:: INPUT RECORDS

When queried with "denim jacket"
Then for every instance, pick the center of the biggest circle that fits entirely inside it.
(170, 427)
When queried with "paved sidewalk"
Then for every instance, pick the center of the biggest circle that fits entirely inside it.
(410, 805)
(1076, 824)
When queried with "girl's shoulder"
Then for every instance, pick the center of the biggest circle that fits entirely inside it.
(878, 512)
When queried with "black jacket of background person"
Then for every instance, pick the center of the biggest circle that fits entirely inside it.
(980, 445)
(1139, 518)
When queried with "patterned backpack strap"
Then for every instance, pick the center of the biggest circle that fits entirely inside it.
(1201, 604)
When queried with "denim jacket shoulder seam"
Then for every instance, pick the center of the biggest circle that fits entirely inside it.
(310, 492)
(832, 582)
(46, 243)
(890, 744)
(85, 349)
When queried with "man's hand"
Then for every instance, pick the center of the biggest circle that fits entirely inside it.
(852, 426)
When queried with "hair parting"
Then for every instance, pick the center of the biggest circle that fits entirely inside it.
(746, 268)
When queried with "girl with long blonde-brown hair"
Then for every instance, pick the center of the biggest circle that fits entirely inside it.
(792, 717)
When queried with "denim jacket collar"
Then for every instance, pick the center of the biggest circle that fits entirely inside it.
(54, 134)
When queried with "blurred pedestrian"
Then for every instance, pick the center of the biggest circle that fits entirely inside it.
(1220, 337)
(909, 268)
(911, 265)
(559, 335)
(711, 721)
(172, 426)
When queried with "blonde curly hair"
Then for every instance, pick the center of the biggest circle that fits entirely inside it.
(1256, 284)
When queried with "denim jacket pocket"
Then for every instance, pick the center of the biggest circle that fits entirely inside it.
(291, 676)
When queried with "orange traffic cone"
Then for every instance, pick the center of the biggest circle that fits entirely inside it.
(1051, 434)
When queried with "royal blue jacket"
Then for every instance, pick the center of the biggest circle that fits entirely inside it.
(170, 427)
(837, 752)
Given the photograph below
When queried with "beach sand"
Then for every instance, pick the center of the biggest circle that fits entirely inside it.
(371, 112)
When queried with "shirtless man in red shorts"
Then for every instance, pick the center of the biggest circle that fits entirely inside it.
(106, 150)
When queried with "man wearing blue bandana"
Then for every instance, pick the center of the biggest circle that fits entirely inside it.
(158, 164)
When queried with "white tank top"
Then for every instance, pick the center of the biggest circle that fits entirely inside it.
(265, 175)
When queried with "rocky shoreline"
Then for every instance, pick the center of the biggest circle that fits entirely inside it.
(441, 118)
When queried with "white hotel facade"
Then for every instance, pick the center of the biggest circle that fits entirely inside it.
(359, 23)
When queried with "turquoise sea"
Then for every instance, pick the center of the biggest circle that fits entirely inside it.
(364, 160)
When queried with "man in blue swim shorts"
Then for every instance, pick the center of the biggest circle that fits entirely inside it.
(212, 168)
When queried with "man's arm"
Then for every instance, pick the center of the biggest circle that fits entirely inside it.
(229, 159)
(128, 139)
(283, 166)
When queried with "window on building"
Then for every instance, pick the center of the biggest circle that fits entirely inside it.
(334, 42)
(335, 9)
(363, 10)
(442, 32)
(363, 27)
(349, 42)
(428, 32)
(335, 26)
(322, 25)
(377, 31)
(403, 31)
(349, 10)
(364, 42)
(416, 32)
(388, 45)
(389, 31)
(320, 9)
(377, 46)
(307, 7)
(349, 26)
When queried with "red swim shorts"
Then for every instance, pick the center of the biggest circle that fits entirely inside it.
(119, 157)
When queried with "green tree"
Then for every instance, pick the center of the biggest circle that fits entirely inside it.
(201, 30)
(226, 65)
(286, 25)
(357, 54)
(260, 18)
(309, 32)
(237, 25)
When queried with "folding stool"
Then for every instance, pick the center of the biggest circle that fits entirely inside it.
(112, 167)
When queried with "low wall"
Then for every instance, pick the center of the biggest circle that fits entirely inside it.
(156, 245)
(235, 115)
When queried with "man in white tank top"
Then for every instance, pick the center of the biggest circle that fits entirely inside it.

::::

▶ YOUR INSTRUCTIONS
Rewrite every line of the records above as a numbered list, leaving out blank lines.

▶ SOLUTION TO THE PROBLEM
1. When queried with "denim jacket"
2. Then for every instance, pick the center of the biggest circle that fits entirely inside it.
3. (170, 427)
4. When queried with "paved sidewalk"
5. Then for every instance, pick the center of the biggest circle that fits entirely inside it.
6. (410, 805)
7. (1076, 824)
8. When queried with "girl's shoulder"
9. Then for every instance, pick the center of the biggest circle that fits entirely inside it.
10. (878, 512)
11. When queried with "black jacket of background person"
12. Then for every instance, pick the center of the biggest circle that fits entirely inside it.
13. (980, 445)
14. (1139, 518)
15. When queried with "patterned backpack strap"
16. Then for every instance, pick the center of the biggest circle that fits entirely inside it.
17. (1201, 604)
18. When queried with "denim jacket shoulder seam"
19. Then for every instance, pick the center of the biggest circle that fits entirely inside it.
20. (310, 492)
21. (832, 582)
22. (46, 243)
23. (890, 744)
24. (85, 349)
25. When queried with "man's hand"
26. Then for every instance, pick the center of the biggest circle that fits entirely inside it.
27. (852, 426)
28. When queried with "hair parting"
29. Then for every instance, pick the center of the biggest circle that fits entirely inside it.
30. (746, 268)
31. When queried with "girl with long blonde-brown hair"
32. Then for every instance, pick the center of the biggest circle that fits entirely inside it.
33. (792, 717)
34. When queried with "denim jacket collar"
35. Then for every instance, pick the center of the biggest circle that fits entirely inside it.
36. (54, 134)
37. When queried with "blurred pedestrian"
38. Then for every instance, pick the center of the biggest circle that fits entirely inside it.
39. (1220, 337)
40. (909, 268)
41. (911, 265)
42. (559, 335)
43. (711, 721)
44. (172, 426)
45. When queried with "blonde curly hair"
46. Then for every instance, pick the center of the biggest circle that fits entirely inside it.
47. (1256, 284)
48. When queried with "denim jacket pocket"
49. Then for every instance, pick the center of the biggest circle that fits entirely inside it.
50. (291, 676)
51. When queried with "orange traffic cone"
52. Then for every instance, pick the center of the biggest circle that fits entirely inside it.
53. (1051, 434)
54. When queried with "royal blue jacket"
55. Then for every instance, pick the center of the biggest circle that fits entirely inside it.
56. (170, 427)
57. (837, 752)
58. Given the photograph below
59. When queried with "beach sand"
60. Then for every instance, pick the center of the biggest circle that fits entirely inside it.
61. (371, 112)
62. When queried with "shirtless man in red shorts"
63. Then for every instance, pick the center of the biggest circle that fits entirely inside it.
64. (106, 150)
65. When queried with "man wearing blue bandana"
66. Then for every instance, pick the center of the biggest circle that fits entirely inside it.
67. (158, 164)
68. When queried with "white tank top"
69. Then for every instance, pick the center of the biggest circle that fits entirely inside it.
70. (265, 175)
71. When queried with "rocky shoreline"
72. Then for every instance, pick the center of the biggest circle that fits entirely inside it.
73. (441, 118)
74. When queried with "white hotel facade"
75. Then for every instance, pick the center of the biggest circle that fits entirely inside it.
76. (359, 23)
77. When queried with "turquoise sea"
78. Then for every instance, pick the center of the biggest circle that fits entirely inside it.
79. (364, 160)
80. When queried with "man in blue swim shorts"
81. Then for every instance, pick the center of the biggest circle that fits entirely inside it.
82. (212, 168)
83. When queried with "man's arm"
84. Then for every instance, pick the center of the biggest circle that fits entirely inside it.
85. (229, 159)
86. (128, 139)
87. (283, 166)
88. When queried with "window on building"
89. Then for every instance, pick the center of the biggest circle that fits entirely inside it.
90. (334, 42)
91. (335, 9)
92. (363, 10)
93. (442, 32)
94. (363, 27)
95. (349, 42)
96. (428, 32)
97. (335, 26)
98. (322, 25)
99. (377, 31)
100. (403, 31)
101. (349, 10)
102. (364, 42)
103. (416, 32)
104. (388, 45)
105. (389, 31)
106. (320, 9)
107. (377, 46)
108. (307, 7)
109. (349, 26)
110. When queried with "red swim shorts"
111. Then for every instance, pick the center of the biggest circle that fits entirely inside it.
112. (119, 157)
113. When queried with "green tree"
114. Then for every instance, pick the center of the biggest circle that fits entirely inside it.
115. (201, 30)
116. (226, 65)
117. (286, 25)
118. (357, 54)
119. (260, 18)
120. (309, 32)
121. (237, 25)
122. When queried with "folding stool"
123. Then for every instance, pick the center of the biggest circle that fits entirely inside it.
124. (112, 167)
125. When queried with "low wall"
126. Then for every instance, pick the center of the biggest circle that fits entirely inside it.
127. (156, 245)
128. (235, 115)
129. When queried with "man in white tank top"
130. Then for every instance, pick the center of the biggest circle that fits entirely inside it.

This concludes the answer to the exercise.